Please put every line of the items below into a JSON list of strings, one string per line, leaving out blank lines and the pictures.

Extracted data entries:
────────

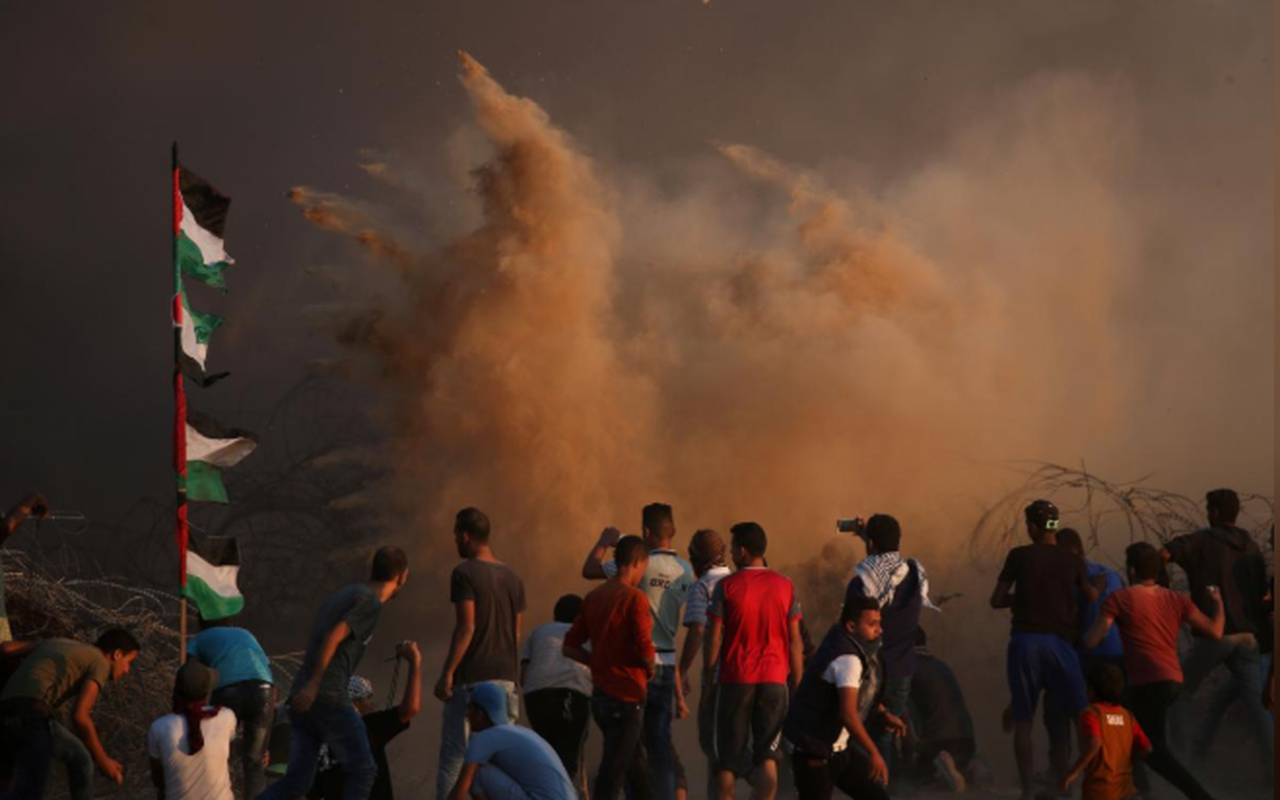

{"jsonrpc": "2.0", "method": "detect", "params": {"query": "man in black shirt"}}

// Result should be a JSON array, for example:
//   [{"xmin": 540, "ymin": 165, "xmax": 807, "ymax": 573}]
[
  {"xmin": 991, "ymin": 500, "xmax": 1098, "ymax": 800},
  {"xmin": 1161, "ymin": 489, "xmax": 1275, "ymax": 771},
  {"xmin": 307, "ymin": 641, "xmax": 422, "ymax": 800}
]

────────

#### THE RESULT
[
  "{\"jsonrpc\": \"2.0\", \"method\": \"detect\", \"params\": {\"query\": \"man in black shirt\"}}",
  "// Result should be a JSON array, for example:",
  "//   [{\"xmin\": 540, \"ymin\": 165, \"xmax\": 807, \"ymax\": 573}]",
  "[",
  "  {\"xmin\": 991, \"ymin\": 500, \"xmax\": 1098, \"ymax\": 800},",
  "  {\"xmin\": 1161, \"ymin\": 489, \"xmax\": 1275, \"ymax\": 771},",
  "  {\"xmin\": 307, \"ymin\": 641, \"xmax\": 422, \"ymax\": 800}",
  "]"
]